* **What the exercise asks**
Pull out each line of the listing below that contains the string "instance".

* **Source records**

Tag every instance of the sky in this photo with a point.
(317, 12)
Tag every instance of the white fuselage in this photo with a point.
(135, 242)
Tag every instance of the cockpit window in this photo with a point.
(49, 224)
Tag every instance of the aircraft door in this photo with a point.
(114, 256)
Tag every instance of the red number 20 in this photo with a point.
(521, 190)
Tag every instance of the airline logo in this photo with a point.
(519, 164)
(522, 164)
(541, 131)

...

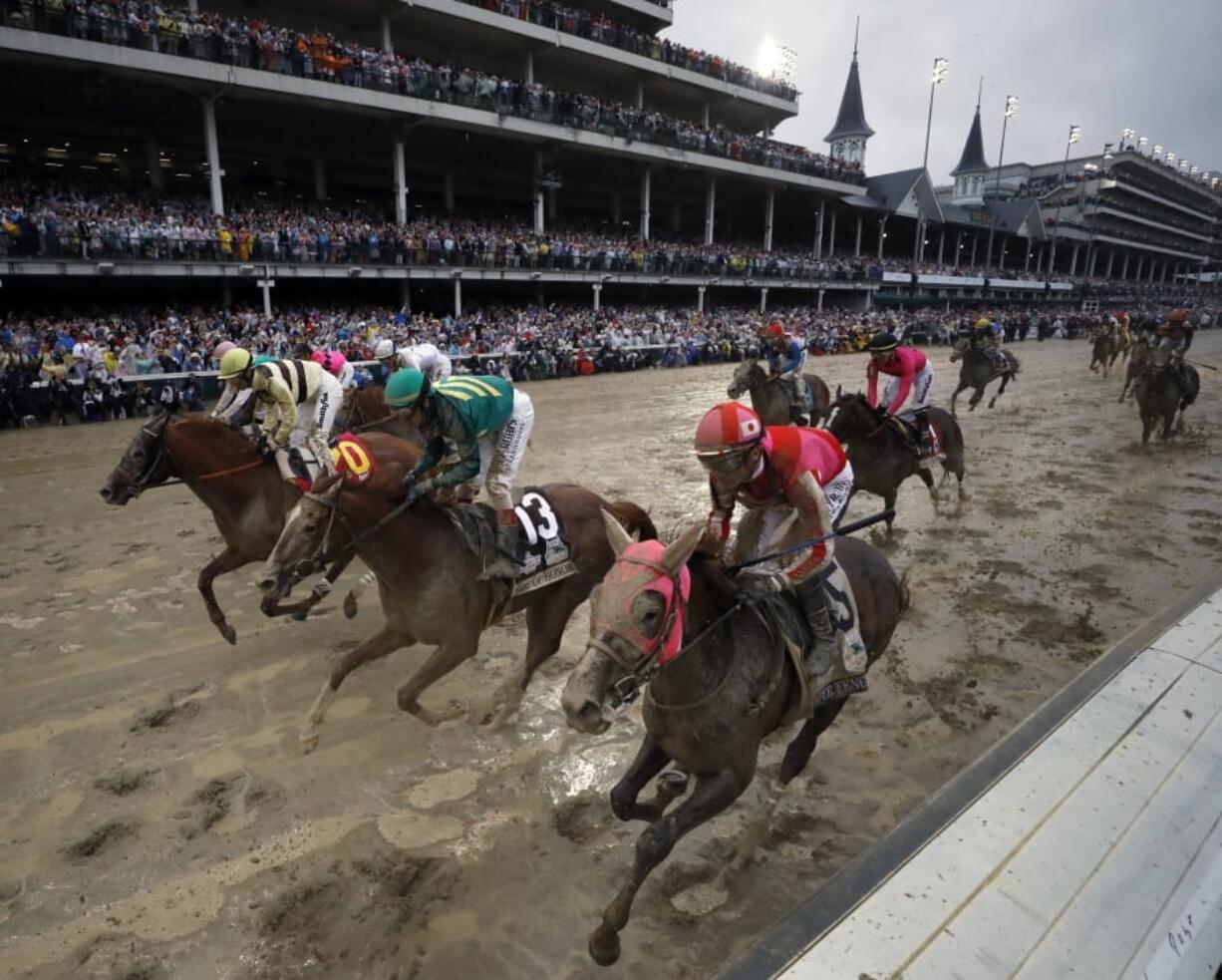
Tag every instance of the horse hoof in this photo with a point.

* **Exercise output**
Tag every instance of the sky in this photo with a point.
Tag every instance of the white fuselage in this photo with a point.
Tag every instance of the cockpit window in this photo with a point.
Tag every instance of the aircraft door in this photo with a point.
Tag every instance of the red number 20 in this photo with a point.
Tag every instance of the airline logo in this photo with a point.
Tag every instance of the horse hoof in this photo with a point.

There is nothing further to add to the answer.